● **Selected passage**
Mass and Cass is Boston’s nightmare.
It’s an open-air drug market that ebbs and flows through police sweeps and homeless encampment breakdowns, only to rise again. It degrades the quality of life for nearby residents. It’s a danger to families, especially children who play amid the minefield of discarded needles. It’s spreading to other parts of the city.
It’s a catastrophe, but not an emergency? At least not according to Boston City Councilor Sharon Durkan, who blocked a resolution fellow Councilor Ed Flynn sought to issue an emergency declaration for the area.
Mayor Michelle Wu’s office later issued a statement saying that the city was opposed to an emergency declaration for Mass and Cass and its surrounding neighborhoods.
“The city is using all levers of public health, public safety, and public works resources, in partnership with the community, providers, and the state, to end congregate substance use and the criminal activity that supports it,” Wu spokesperson Emma Pettit said. “Declaring a local public health emergency does not unlock any additional authority or resources.”
Declaring a local public health emergency as the November mayoral election looms would also be bad optics for Wu. Declaring that the rampant drug problems at Mass and Cass remain so robustly at the end of her first term prompts questions from voters.
Such as, what do you mean, “no additional resources?”
Wu has spent millions adding 15 miles of bike lanes to the city, but fixing the Methadone Mile remains underfunded and elusive. Taxpayers are waiting with bated breath to learn what their part of the White Stadium bill will be, a sum they’ll get after the election, but unlocking resources for Mass and Cass? Can’t be done.
The term Mass and Cass no longer fits the sprawling problem. The borders are stretching.

● **Supplied data**
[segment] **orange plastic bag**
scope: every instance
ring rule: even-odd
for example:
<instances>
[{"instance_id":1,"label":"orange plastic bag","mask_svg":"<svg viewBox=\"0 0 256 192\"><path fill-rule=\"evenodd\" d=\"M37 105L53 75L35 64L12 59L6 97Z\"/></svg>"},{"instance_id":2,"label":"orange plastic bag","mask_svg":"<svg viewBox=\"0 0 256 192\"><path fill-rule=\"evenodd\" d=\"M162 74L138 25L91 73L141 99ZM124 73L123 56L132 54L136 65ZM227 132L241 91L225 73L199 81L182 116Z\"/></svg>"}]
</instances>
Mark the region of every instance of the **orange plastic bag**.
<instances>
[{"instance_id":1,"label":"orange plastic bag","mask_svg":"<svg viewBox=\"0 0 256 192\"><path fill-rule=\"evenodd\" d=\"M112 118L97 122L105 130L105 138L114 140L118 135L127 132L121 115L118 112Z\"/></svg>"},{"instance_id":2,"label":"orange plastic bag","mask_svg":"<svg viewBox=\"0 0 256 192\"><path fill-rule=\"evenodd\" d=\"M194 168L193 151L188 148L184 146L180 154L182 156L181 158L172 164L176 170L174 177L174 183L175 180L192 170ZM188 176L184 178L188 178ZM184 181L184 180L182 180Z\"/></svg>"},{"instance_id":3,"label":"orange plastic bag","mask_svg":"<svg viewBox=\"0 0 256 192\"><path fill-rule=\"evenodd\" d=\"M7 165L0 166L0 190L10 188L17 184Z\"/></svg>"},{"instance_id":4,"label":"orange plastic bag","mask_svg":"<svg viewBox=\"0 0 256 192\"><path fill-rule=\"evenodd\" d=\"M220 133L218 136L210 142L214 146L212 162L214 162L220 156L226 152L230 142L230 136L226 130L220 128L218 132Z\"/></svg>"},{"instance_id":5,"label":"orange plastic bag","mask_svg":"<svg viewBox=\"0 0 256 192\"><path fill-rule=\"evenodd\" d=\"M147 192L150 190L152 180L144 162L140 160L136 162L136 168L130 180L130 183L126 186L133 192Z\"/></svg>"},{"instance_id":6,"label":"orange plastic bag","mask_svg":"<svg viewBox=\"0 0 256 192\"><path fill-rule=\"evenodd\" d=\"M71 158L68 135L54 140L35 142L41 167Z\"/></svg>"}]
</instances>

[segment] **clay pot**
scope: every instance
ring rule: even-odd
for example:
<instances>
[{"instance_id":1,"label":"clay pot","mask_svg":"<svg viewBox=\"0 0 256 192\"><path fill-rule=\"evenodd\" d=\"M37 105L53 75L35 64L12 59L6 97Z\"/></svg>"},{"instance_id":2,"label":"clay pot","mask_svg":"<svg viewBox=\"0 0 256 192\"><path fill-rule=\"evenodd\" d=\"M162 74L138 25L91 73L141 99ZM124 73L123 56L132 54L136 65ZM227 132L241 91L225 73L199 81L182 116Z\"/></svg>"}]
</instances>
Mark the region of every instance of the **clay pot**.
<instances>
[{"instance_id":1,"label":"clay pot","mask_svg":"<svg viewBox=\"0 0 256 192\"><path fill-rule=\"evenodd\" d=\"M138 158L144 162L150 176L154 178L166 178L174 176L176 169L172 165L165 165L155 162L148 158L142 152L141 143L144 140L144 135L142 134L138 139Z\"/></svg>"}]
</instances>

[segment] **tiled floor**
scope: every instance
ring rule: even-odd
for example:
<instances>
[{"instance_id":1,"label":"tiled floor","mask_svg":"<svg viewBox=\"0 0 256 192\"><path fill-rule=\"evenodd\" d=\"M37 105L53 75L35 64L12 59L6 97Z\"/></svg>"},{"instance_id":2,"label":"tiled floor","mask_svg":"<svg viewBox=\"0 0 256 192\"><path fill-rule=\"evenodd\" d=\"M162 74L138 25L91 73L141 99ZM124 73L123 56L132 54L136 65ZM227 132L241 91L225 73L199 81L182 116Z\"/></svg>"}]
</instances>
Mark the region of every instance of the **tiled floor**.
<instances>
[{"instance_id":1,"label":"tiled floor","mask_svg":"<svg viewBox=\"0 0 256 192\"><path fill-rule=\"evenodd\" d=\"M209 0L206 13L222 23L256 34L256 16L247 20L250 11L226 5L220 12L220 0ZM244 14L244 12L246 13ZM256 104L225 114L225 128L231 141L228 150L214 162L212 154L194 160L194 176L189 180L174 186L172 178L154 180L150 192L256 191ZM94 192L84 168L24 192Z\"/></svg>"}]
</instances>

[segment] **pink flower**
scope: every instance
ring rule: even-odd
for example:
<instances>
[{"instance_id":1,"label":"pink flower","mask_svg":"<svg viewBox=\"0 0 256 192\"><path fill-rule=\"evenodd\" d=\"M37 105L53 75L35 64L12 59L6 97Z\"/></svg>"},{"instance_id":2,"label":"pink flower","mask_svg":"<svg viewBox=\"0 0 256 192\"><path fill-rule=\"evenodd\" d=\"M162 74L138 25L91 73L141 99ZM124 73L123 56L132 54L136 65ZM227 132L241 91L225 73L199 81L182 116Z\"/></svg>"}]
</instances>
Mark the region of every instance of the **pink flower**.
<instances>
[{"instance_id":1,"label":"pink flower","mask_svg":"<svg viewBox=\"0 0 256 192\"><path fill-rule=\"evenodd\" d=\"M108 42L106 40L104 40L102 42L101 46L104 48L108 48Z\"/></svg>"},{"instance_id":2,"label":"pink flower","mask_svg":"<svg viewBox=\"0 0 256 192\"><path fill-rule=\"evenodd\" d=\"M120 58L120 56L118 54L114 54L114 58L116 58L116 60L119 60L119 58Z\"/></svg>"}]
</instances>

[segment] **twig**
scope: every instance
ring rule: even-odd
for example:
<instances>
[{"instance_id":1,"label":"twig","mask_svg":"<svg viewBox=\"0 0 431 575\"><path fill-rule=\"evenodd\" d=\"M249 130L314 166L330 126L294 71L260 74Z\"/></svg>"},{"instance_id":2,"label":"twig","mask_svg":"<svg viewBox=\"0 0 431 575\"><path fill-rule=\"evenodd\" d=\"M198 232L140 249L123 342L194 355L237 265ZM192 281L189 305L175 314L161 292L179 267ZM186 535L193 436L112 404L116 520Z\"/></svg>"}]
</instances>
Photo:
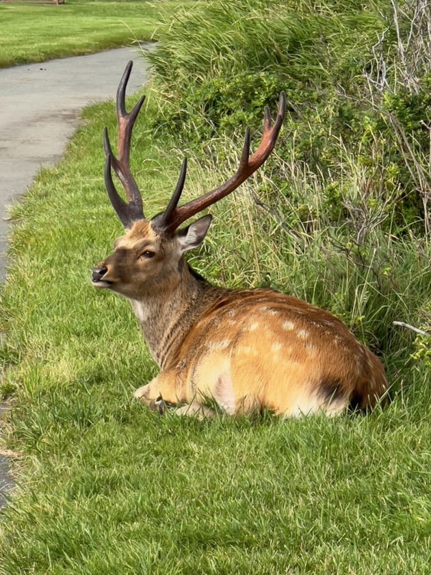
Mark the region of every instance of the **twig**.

● **Exercise instructions**
#1 From the editorial on Mass and Cass, reproduce verbatim the part that opens with the words containing "It’s an open-air" and closes with "of the city.".
#2 In the editorial on Mass and Cass, which Boston city councilor blocked the resolution seeking an emergency declaration for the area?

● **Task-by-task results**
#1
It’s an open-air drug market that ebbs and flows through police sweeps and homeless encampment breakdowns, only to rise again. It degrades the quality of life for nearby residents. It’s a danger to families, especially children who play amid the minefield of discarded needles. It’s spreading to other parts of the city.

#2 Sharon Durkan